Data shown
↓↓↓
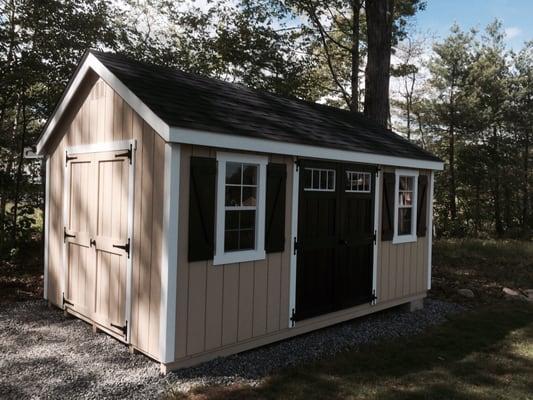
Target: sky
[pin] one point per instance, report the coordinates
(516, 15)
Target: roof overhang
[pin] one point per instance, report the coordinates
(213, 139)
(88, 63)
(236, 142)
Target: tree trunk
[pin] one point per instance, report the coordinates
(452, 184)
(18, 178)
(356, 9)
(525, 187)
(379, 16)
(496, 189)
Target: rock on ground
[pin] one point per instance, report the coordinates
(45, 355)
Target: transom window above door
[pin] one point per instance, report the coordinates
(405, 206)
(358, 182)
(240, 226)
(319, 180)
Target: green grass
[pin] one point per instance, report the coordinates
(483, 353)
(484, 266)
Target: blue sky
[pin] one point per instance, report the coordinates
(516, 15)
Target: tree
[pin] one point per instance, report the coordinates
(488, 85)
(40, 44)
(450, 68)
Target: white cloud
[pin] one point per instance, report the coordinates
(512, 32)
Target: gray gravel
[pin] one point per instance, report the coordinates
(46, 355)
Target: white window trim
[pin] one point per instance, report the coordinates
(397, 239)
(320, 170)
(259, 253)
(369, 174)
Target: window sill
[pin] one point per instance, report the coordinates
(238, 257)
(404, 239)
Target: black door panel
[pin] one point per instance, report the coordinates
(335, 238)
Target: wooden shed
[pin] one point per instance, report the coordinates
(192, 218)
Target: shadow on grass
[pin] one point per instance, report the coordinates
(480, 354)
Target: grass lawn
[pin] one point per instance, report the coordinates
(484, 353)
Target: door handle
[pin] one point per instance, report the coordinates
(125, 247)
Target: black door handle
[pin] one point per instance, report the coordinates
(66, 235)
(125, 247)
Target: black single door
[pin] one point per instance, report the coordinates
(353, 274)
(335, 237)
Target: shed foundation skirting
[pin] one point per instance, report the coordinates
(300, 328)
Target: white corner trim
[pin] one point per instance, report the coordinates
(169, 253)
(398, 239)
(46, 225)
(294, 233)
(92, 63)
(222, 257)
(377, 235)
(226, 141)
(430, 227)
(131, 209)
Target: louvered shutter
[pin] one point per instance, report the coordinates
(202, 194)
(275, 208)
(387, 209)
(422, 204)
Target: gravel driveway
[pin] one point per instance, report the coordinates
(46, 355)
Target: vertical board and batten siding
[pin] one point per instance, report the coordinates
(402, 268)
(101, 115)
(227, 308)
(224, 305)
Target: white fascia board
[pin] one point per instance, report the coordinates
(92, 63)
(169, 254)
(226, 141)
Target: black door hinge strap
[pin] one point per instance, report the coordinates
(128, 153)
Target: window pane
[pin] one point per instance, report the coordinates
(406, 183)
(231, 240)
(247, 219)
(307, 178)
(233, 196)
(232, 220)
(404, 221)
(249, 196)
(247, 239)
(233, 173)
(331, 180)
(249, 175)
(406, 198)
(316, 179)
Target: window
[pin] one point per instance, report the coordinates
(319, 180)
(405, 206)
(358, 182)
(241, 187)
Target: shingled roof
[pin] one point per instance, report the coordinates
(185, 100)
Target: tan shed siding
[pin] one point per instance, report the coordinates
(225, 305)
(402, 268)
(101, 115)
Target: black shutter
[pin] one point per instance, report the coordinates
(202, 194)
(422, 205)
(387, 209)
(275, 208)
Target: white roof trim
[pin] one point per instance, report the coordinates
(92, 63)
(221, 140)
(225, 141)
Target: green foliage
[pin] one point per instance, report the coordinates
(476, 115)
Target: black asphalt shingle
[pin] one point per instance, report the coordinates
↑↑↑
What to do
What you return must be the entries above, exactly as they appear, without any pictures.

Exercise response
Target: sky
[pin] one point per instance, report the coordinates
(516, 15)
Target: roof overhang
[pin] one point per instance, report the coordinates
(213, 139)
(88, 63)
(236, 142)
Target: tree trunk
[pin] one point per instance, report the coordinates
(452, 184)
(18, 178)
(356, 9)
(525, 187)
(379, 16)
(496, 189)
Target: rock on ground
[pin] one point per instance, report the coordinates
(45, 355)
Target: transom window above door
[pin] one point per instance, report the coordinates
(405, 206)
(358, 182)
(240, 226)
(319, 180)
Target: green grass
[pin] one point per instance, report the coordinates
(483, 353)
(484, 266)
Target: blue sky
[pin] one point per instance, report the coordinates
(516, 15)
Target: tree
[pin] one point per instance, report the coordinates
(488, 85)
(40, 44)
(450, 68)
Target: white cloud
[pin] one point per instance, report the coordinates
(512, 32)
Target: gray gravel
[pin] one point per instance, report the coordinates
(46, 355)
Target: white window trim
[pin] one point per instance, report the coordinates
(397, 239)
(320, 170)
(259, 253)
(369, 174)
Target: window sill
[pin] one point per instance, report the coordinates
(238, 257)
(404, 239)
Target: black door panel
[pin] one point per instance, report the coordinates
(335, 238)
Target: wooden shed
[pin] one point per instance, report the coordinates
(192, 218)
Target: shadow on grass
[pin] one point per instance, report the coordinates
(480, 354)
Target: grass lawn
[pin] one point per instance, report the coordinates
(484, 353)
Target: door handle
[pin] one point per instance, report the coordinates
(125, 247)
Target: black door handle
[pin] one point per instance, report the coordinates
(66, 235)
(125, 247)
Target: black single door
[pin] one point per instance, report the coordinates
(353, 274)
(335, 237)
Target: shed foundation skirting
[pin] one point per instance, report the coordinates
(300, 328)
Target: white corner trim
[pin] one point per instance, report the coordinates
(169, 253)
(398, 239)
(46, 225)
(294, 233)
(92, 63)
(222, 257)
(377, 235)
(226, 141)
(430, 227)
(131, 209)
Target: louvered shutter
[pin] one point per instance, report the coordinates
(202, 194)
(275, 208)
(387, 209)
(422, 204)
Target: gravel driveway
[pin] one point per instance, report the coordinates
(46, 355)
Target: vertical board and batten siding
[pin] one point per instance, report the coordinates
(402, 268)
(101, 115)
(227, 308)
(224, 305)
Target: white fascia board
[pin] one point per instance, report the coordinates
(92, 63)
(169, 254)
(226, 141)
Target: black door hinge strap
[pin] one point per instance, report the coordinates
(128, 153)
Target: window pane
[pin] one point per instance, report the coordinates
(406, 183)
(231, 240)
(247, 219)
(307, 178)
(233, 196)
(232, 220)
(404, 221)
(249, 196)
(247, 239)
(233, 173)
(331, 180)
(249, 175)
(406, 198)
(316, 179)
Target: window
[pin] one point per instance, report the coordinates
(319, 180)
(405, 206)
(358, 182)
(241, 187)
Target: shingled roof
[pin] one point per instance, report the coordinates
(185, 100)
Target: tan shed siding
[pin] one point per instance, report the coordinates
(225, 305)
(402, 268)
(101, 115)
Target: black shutter
[pin] one point per instance, report the coordinates
(202, 194)
(422, 205)
(387, 209)
(275, 208)
Target: white roof trim
[pin] one point per instance, report the coordinates
(92, 63)
(221, 140)
(225, 141)
Target: green foliage
[pin] one point per instance, report the coordinates
(476, 115)
Target: black asphalt shingle
[pin] one point per instance, report the coordinates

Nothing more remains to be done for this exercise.